REQUIREMENT A: Do these statements agree with the page extract on Errett Callahan? Answer yes or no for each and quote the deciding words from the extract. (i) The Society of Primitive Technology was founded at a gathering in Gastonia, North Carolina, in November 1989. (ii) Callahan's Cliffside Workshops hosted up to twenty students at a time. (iii) The Bulletin of Primitive Technology appears four times a year.

PAGE EXTRACT:
+---+
Throughout the 1980s the fields of experimental archaeology and lithic replication studies endured some harsh criticisms in the United States from various members of the academic community. These criticisms stemmed mainly from unscrupulous flint knappers attempting to pass their modern reproductions off as authentic prehistoric stone tools. As a result of this many practitioners went into a kind of academic hiding, choosing not to publish the results of their ongoing research. While “in hiding” the field continued to grow with every new technique that was rediscovered and, as Callahan put it in his article What is Experimental Archaeology? “the field was bursting at the seams for expression”. In an effort to bring together members of the community, Callahan invited ten of the leading primitive technology teachers and practitioners to the Schiele Museum of Natural History’s Center for Southeastern Native American Studies in Gastonia, North Carolina, in November 1989. It was at this gathering that The Society of Primitive Technology was founded to promote the practice and teaching of aboriginal skills, foster communication between teachers and practitioners, and to bring about a set of standards for the authenticity, quality and ethics of the research that was being carried out. The society, of which Callahan was president from its inception until he retired his post in 1996, publishes the biannual journal Bulletin of Primitive Technology which includes articles on a variety of experimental archaeological topics including but not limited to stone and bone tools, aboriginal structures, nutrition, clothing, and fire production.

==Cliffside workshops==

In 1987, Callahan began his Cliffside Workshops as a means to impart the knowledge he learned throughout the years about flint knapping and primitive technology to students and enthusiasts from around the world. Callahan taught the workshops at his Lynchburg, Virginia home, hosting five to ten students at a time. The workshops, which were held in the early summer and fall, mainly covered flint knapping techniques, though Callahan would cover any number of topics associated with the primitive technologies he was well versed in if the students were interested.

==Retirement==

Upon retiring from flint knapping, Callahan compiled his thirty years of research into the lithic technologies of Scandinavia into one publication. He continued to mentor and instruct students in flint knapping and other primitive technologies at his Lynchburg, Virginia home, as well as occasionally writing articles for the Bulletin of Primitive Technology.

==Death==
Errett died on May 29, 2019, after complications from Parkinsons.
+---+
REQUIREMENT B: Gather every line of the records that contains the string "clicks".

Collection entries
+---+
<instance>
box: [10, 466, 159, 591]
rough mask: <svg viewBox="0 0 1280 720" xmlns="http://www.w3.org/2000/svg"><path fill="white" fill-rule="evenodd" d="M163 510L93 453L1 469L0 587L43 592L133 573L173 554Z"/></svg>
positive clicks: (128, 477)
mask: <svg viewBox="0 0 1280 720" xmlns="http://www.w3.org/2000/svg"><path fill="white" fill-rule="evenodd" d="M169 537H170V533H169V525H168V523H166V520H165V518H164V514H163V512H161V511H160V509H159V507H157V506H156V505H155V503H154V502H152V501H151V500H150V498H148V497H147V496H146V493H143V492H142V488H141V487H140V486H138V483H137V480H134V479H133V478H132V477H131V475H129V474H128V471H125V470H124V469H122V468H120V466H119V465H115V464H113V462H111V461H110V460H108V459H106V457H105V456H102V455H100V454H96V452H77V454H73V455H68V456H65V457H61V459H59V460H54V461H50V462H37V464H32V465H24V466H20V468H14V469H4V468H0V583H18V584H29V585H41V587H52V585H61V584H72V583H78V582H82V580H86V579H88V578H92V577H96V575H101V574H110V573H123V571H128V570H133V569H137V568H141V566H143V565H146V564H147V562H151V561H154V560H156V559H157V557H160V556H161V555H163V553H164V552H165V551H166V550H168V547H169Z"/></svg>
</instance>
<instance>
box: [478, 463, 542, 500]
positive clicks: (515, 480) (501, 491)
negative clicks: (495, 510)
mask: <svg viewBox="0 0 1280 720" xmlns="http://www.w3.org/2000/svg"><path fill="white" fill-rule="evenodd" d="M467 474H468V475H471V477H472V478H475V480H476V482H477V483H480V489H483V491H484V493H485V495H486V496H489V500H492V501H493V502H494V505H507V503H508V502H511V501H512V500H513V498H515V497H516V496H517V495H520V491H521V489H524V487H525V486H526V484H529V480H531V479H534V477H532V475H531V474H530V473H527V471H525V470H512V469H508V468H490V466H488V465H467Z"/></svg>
+---+
WRITTEN ANSWER A:
(i) Yes: "in Gastonia, North Carolina, in November 1989. It was at this gathering that The Society of Primitive Technology was founded"
(ii) No: "hosting five to ten students at a time"
(iii) No: "publishes the biannual journal Bulletin of Primitive Technology"

WRITTEN ANSWER B:
positive clicks: (128, 477)
positive clicks: (515, 480) (501, 491)
negative clicks: (495, 510)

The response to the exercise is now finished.